**DATA SUPPLIED**.
━━━━━━━━━━

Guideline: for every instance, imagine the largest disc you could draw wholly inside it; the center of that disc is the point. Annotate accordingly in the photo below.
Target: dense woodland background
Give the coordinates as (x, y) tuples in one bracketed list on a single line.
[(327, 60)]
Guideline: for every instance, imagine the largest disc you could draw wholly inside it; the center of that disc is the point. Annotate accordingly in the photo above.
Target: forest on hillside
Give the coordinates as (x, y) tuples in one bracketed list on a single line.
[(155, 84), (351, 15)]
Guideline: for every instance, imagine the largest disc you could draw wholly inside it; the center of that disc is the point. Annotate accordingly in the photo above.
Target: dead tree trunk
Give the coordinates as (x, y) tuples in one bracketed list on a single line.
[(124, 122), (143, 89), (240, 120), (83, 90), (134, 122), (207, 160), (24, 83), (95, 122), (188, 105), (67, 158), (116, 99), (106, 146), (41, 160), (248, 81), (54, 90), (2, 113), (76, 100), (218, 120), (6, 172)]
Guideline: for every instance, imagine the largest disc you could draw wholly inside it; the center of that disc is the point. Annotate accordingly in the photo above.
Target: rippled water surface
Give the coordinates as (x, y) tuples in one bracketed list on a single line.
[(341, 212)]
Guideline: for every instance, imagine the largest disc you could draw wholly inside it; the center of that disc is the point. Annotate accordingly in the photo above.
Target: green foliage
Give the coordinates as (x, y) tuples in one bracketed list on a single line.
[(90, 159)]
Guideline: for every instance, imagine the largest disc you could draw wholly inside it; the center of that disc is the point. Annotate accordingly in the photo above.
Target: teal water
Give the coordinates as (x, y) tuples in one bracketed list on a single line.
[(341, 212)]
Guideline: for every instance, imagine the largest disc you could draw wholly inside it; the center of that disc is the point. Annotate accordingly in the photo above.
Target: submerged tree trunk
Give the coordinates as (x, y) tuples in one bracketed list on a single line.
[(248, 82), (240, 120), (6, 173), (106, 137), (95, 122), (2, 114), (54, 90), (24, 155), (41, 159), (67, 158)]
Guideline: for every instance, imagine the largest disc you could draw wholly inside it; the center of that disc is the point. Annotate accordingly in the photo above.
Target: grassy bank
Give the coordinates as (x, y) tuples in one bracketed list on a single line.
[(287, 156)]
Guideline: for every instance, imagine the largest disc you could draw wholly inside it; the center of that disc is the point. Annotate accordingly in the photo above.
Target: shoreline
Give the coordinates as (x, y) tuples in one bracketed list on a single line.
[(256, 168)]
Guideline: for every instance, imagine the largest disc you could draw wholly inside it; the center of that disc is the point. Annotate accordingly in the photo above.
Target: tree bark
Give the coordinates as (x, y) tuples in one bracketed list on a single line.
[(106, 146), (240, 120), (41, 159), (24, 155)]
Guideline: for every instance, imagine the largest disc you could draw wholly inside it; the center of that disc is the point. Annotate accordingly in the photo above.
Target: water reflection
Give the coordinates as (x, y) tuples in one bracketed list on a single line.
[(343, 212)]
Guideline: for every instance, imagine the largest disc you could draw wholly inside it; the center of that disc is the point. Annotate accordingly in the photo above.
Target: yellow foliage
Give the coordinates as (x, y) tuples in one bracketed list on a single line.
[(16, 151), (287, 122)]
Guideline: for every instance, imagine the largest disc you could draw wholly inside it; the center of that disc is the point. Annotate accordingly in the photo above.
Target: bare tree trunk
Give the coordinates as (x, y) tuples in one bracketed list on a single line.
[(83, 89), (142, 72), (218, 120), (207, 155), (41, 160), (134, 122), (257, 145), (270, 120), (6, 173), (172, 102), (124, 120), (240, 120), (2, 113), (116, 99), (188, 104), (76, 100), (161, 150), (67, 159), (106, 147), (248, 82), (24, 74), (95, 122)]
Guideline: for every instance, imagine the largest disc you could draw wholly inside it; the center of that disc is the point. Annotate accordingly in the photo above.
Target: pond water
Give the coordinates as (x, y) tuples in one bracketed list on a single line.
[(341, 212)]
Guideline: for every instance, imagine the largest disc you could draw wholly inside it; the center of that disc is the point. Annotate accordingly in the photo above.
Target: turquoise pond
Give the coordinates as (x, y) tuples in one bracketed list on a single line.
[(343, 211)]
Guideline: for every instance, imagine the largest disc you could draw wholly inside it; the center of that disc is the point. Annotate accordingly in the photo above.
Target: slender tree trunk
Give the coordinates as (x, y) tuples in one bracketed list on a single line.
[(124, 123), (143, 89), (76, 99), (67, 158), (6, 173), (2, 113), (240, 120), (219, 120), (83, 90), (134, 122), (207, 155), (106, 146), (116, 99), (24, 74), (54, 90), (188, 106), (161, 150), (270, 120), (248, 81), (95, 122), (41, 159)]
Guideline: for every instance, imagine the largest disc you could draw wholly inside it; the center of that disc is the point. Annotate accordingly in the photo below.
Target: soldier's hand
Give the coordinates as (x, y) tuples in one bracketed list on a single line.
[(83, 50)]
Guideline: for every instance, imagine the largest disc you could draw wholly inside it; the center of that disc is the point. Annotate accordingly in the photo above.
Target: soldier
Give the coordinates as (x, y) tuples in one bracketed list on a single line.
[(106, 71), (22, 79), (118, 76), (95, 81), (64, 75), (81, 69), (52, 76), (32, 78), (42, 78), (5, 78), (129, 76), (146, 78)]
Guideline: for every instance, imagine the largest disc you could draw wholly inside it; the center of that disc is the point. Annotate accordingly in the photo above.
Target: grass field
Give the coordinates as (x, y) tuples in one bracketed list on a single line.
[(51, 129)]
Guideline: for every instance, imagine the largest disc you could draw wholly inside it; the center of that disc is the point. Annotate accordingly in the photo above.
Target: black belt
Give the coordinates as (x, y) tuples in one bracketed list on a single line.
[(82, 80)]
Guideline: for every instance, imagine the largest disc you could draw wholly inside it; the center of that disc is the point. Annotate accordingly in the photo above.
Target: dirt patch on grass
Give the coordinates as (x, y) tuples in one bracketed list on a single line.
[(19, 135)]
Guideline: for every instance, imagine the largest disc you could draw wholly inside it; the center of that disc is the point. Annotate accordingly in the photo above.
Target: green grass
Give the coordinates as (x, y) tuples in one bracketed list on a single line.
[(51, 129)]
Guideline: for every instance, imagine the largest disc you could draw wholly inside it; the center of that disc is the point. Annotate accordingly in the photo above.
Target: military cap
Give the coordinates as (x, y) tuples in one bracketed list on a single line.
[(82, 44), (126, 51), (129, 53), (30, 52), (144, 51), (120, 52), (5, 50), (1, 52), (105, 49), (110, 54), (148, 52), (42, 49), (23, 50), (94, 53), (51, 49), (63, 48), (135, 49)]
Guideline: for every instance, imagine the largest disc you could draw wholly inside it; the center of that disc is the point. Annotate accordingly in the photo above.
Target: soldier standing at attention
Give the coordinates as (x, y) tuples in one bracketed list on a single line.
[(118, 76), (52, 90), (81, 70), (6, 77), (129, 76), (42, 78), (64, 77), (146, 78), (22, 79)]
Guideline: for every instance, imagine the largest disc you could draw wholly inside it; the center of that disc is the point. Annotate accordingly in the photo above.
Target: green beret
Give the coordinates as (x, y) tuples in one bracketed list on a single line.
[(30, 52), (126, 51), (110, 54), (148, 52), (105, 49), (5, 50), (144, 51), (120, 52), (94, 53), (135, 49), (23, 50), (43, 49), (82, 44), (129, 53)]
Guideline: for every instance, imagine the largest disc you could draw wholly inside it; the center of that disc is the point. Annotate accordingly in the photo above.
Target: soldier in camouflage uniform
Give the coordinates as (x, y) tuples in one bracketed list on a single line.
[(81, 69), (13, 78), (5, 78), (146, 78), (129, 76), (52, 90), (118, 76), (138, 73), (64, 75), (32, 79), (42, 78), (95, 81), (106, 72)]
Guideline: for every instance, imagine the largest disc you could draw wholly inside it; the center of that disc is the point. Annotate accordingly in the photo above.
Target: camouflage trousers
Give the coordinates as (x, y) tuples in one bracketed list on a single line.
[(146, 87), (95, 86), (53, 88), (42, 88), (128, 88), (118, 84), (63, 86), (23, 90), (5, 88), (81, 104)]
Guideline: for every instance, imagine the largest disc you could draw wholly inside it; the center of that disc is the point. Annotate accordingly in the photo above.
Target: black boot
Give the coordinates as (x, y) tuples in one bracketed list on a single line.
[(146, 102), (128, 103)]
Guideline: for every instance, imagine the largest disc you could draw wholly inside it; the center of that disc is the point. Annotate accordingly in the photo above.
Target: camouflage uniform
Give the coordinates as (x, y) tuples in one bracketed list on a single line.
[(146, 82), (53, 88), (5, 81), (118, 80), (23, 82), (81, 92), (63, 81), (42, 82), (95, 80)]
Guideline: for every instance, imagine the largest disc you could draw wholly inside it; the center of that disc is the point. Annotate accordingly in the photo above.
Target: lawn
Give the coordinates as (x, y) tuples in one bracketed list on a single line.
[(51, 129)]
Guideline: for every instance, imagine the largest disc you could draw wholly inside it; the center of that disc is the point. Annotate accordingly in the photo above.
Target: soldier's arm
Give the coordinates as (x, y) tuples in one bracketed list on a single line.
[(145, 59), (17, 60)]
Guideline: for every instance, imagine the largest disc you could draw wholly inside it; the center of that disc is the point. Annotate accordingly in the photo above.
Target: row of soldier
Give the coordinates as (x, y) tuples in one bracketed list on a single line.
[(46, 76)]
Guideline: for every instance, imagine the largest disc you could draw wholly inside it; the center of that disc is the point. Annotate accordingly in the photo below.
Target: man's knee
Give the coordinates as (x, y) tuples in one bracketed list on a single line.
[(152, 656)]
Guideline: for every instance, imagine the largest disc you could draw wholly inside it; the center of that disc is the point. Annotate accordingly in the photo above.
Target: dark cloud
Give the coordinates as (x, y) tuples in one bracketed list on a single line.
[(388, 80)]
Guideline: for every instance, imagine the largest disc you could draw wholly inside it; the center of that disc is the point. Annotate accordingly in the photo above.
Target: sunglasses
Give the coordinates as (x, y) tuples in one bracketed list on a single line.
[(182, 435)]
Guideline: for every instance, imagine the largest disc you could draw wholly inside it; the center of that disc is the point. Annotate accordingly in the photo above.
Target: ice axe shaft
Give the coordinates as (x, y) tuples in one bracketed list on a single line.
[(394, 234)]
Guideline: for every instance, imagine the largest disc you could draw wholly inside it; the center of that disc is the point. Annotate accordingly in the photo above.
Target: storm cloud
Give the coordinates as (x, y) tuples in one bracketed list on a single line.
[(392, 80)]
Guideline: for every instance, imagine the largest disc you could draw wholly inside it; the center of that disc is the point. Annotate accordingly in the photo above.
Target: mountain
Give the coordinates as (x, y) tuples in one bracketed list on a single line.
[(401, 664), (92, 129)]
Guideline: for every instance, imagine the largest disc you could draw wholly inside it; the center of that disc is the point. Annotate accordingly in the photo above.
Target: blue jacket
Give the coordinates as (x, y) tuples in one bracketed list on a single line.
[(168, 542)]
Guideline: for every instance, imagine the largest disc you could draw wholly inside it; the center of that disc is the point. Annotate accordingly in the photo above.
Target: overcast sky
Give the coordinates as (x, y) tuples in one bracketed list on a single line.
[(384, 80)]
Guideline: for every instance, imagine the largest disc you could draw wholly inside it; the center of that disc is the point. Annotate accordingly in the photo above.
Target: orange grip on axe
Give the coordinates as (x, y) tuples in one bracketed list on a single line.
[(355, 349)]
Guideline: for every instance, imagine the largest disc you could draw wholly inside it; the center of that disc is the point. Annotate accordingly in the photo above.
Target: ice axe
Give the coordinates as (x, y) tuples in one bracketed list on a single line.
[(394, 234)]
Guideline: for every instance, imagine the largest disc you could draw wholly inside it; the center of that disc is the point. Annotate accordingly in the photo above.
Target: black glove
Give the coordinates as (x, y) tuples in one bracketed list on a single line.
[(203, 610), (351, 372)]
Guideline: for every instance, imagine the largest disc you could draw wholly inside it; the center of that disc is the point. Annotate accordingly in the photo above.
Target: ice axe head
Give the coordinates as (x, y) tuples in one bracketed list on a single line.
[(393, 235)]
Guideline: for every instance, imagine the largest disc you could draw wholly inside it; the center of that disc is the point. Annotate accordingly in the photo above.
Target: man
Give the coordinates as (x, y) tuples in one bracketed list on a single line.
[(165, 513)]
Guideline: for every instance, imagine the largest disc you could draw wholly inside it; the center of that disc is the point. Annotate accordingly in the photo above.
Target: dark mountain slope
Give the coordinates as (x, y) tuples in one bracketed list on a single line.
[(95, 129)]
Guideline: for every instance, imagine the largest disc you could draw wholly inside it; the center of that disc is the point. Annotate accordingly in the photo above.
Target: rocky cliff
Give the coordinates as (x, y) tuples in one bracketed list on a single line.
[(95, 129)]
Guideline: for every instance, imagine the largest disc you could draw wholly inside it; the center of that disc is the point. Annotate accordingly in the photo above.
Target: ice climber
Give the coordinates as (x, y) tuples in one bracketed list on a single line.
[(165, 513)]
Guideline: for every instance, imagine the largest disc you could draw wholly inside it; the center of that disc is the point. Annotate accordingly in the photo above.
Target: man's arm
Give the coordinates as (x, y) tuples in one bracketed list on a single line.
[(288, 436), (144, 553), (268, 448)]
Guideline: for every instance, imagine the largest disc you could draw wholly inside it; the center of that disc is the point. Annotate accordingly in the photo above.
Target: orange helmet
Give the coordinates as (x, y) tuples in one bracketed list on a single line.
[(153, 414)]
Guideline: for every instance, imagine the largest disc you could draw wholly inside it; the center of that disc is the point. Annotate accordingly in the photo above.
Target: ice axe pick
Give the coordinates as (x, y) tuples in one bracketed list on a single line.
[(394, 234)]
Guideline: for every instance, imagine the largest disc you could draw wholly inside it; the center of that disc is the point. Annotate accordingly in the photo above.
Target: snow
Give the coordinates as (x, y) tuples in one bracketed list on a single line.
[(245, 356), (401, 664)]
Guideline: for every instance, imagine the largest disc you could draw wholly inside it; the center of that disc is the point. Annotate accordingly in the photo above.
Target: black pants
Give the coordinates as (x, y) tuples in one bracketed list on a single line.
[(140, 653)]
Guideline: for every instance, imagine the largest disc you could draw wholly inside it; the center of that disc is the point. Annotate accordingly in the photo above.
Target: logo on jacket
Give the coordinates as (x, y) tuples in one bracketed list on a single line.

━━━━━━━━━━

**DIRECTION**.
Please reproduce every line from the start of the items through the line containing "[(327, 60)]", requests included, scaling each coordinate in the answers by 0.7 and rounding to whole numbers, with halves rounded up. Give only those lines, with nothing else changed.

**TASK RESULT**.
Guideline: for every instance, imagine the largest disc you could draw wholly inside it; the center of that disc is the point. Annotate accordingly in the photo below.
Target: dense woodland background
Give the coordinates as (x, y) tuples in one bracketed list on a single line.
[(229, 42)]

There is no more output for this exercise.